Exercise
Copy out every line of the records below without changing a single character.
—————
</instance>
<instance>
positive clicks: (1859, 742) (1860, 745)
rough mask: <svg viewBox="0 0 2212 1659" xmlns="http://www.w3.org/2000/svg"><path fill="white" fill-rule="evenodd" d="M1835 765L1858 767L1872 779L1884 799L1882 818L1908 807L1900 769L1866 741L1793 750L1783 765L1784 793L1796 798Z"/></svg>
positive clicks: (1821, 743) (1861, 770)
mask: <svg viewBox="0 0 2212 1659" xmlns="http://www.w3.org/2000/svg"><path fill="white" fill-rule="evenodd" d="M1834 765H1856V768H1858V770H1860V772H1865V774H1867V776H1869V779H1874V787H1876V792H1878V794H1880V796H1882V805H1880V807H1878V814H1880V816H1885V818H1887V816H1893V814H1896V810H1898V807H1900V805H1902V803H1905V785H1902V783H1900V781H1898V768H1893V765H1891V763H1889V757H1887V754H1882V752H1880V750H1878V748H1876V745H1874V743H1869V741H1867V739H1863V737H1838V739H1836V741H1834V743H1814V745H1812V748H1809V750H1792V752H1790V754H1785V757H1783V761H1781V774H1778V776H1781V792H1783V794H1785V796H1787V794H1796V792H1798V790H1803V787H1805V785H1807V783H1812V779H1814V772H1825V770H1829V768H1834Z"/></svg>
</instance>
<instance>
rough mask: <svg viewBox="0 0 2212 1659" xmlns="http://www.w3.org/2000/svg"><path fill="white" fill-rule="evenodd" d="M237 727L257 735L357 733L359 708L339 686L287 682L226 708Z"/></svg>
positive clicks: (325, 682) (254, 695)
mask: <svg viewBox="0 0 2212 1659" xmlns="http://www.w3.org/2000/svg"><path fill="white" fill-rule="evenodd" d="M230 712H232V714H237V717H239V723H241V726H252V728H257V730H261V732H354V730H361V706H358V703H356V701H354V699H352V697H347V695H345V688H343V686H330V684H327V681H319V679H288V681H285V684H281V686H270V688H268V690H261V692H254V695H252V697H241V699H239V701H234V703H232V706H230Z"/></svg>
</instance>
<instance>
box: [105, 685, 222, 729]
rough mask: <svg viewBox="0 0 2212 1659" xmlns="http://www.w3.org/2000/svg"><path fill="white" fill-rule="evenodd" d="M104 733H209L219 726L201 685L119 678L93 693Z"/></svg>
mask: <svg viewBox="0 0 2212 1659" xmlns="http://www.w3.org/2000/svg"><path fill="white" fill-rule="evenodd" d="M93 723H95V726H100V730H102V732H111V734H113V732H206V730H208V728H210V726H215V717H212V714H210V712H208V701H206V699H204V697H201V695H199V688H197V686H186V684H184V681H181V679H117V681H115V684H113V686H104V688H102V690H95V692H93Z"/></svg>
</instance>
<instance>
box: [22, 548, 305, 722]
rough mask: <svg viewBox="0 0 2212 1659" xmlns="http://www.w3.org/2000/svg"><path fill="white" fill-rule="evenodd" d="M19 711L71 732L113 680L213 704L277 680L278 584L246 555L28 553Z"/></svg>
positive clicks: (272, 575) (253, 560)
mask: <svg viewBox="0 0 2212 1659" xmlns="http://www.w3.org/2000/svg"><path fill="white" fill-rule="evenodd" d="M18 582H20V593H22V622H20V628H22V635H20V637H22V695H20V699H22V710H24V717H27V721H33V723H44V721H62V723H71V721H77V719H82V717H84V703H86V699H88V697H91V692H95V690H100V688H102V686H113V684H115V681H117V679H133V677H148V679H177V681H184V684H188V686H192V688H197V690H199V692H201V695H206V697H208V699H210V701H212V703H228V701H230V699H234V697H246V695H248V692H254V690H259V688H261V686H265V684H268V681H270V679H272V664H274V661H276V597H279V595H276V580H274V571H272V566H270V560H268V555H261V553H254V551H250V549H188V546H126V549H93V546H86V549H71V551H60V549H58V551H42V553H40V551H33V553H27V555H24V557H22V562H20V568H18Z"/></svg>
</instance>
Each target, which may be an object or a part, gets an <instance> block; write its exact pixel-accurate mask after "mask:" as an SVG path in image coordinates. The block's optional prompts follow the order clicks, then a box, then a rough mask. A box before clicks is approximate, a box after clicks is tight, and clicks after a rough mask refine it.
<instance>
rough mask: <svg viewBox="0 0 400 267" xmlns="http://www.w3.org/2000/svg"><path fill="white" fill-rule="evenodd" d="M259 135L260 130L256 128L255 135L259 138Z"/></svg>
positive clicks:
—————
Answer to the problem
</instance>
<instance>
positive clicks: (1859, 742) (1860, 745)
rough mask: <svg viewBox="0 0 2212 1659" xmlns="http://www.w3.org/2000/svg"><path fill="white" fill-rule="evenodd" d="M1835 765L1858 767L1872 779L1884 799L1882 818L1908 807L1900 769L1866 741L1793 750L1783 765L1784 793L1796 798Z"/></svg>
positive clicks: (1821, 743) (1861, 770)
mask: <svg viewBox="0 0 2212 1659" xmlns="http://www.w3.org/2000/svg"><path fill="white" fill-rule="evenodd" d="M1834 765H1856V768H1858V770H1860V772H1865V774H1867V776H1869V779H1874V787H1876V792H1878V794H1880V796H1882V805H1880V807H1878V814H1880V816H1885V818H1887V816H1893V814H1896V810H1898V807H1900V805H1902V803H1905V785H1902V783H1900V781H1898V768H1893V765H1891V763H1889V757H1887V754H1882V752H1880V750H1878V748H1876V745H1874V743H1869V741H1867V739H1863V737H1838V739H1836V741H1834V743H1814V745H1812V748H1809V750H1792V752H1790V754H1785V757H1783V761H1781V774H1778V776H1781V792H1783V794H1785V796H1787V794H1796V792H1798V790H1803V787H1805V785H1807V783H1812V779H1814V772H1825V770H1829V768H1834Z"/></svg>
</instance>
<instance>
rough mask: <svg viewBox="0 0 2212 1659" xmlns="http://www.w3.org/2000/svg"><path fill="white" fill-rule="evenodd" d="M237 727L257 735L357 733L359 708L339 686L287 682L226 708Z"/></svg>
positive clicks: (325, 682) (254, 695)
mask: <svg viewBox="0 0 2212 1659" xmlns="http://www.w3.org/2000/svg"><path fill="white" fill-rule="evenodd" d="M230 712H232V714H237V717H239V723H241V726H252V728H257V730H261V732H354V730H361V706H358V703H356V701H354V699H352V697H347V695H345V688H343V686H330V684H327V681H319V679H288V681H285V684H281V686H270V688H268V690H261V692H254V695H252V697H241V699H239V701H234V703H232V706H230Z"/></svg>
</instance>
<instance>
box: [105, 685, 222, 729]
rough mask: <svg viewBox="0 0 2212 1659" xmlns="http://www.w3.org/2000/svg"><path fill="white" fill-rule="evenodd" d="M104 733H209L219 726L201 685L119 678L93 693Z"/></svg>
mask: <svg viewBox="0 0 2212 1659" xmlns="http://www.w3.org/2000/svg"><path fill="white" fill-rule="evenodd" d="M93 723H95V726H100V730H102V732H111V734H113V732H206V730H208V728H210V726H215V717H212V714H210V712H208V701H206V699H204V697H201V695H199V688H197V686H186V684H184V681H181V679H117V681H115V684H113V686H104V688H102V690H95V692H93Z"/></svg>
</instance>
<instance>
box: [22, 548, 305, 722]
rough mask: <svg viewBox="0 0 2212 1659" xmlns="http://www.w3.org/2000/svg"><path fill="white" fill-rule="evenodd" d="M19 711L71 732L113 680L213 704L277 680L278 584L246 555L28 553Z"/></svg>
positive clicks: (272, 575) (253, 560)
mask: <svg viewBox="0 0 2212 1659" xmlns="http://www.w3.org/2000/svg"><path fill="white" fill-rule="evenodd" d="M18 582H20V593H22V622H20V628H22V635H20V637H22V695H20V699H22V710H24V717H27V721H33V723H44V721H62V723H71V721H77V719H82V717H84V703H86V699H88V697H91V692H95V690H100V688H102V686H113V684H115V681H117V679H133V677H148V679H177V681H184V684H188V686H192V688H197V690H199V692H201V695H206V697H208V699H210V701H212V703H228V701H230V699H234V697H246V695H248V692H254V690H259V688H261V686H265V684H268V681H270V679H272V664H274V661H276V597H279V595H276V580H274V571H272V566H270V560H268V555H261V553H254V551H250V549H188V546H126V549H93V546H86V549H71V551H60V549H58V551H42V553H40V551H33V553H27V555H24V557H22V562H20V568H18Z"/></svg>
</instance>
Each target, which may be an object or a part, gets an <instance> block; write its exact pixel-accurate mask after "mask:" as an SVG path in image coordinates. The block's optional prompts follow the order clicks, then a box, then a rough mask. A box before clicks is approximate, a box after clicks is tight, and clicks after a rough mask refine it.
<instance>
rough mask: <svg viewBox="0 0 400 267" xmlns="http://www.w3.org/2000/svg"><path fill="white" fill-rule="evenodd" d="M259 135L260 130L256 128L255 135L259 138Z"/></svg>
positive clicks:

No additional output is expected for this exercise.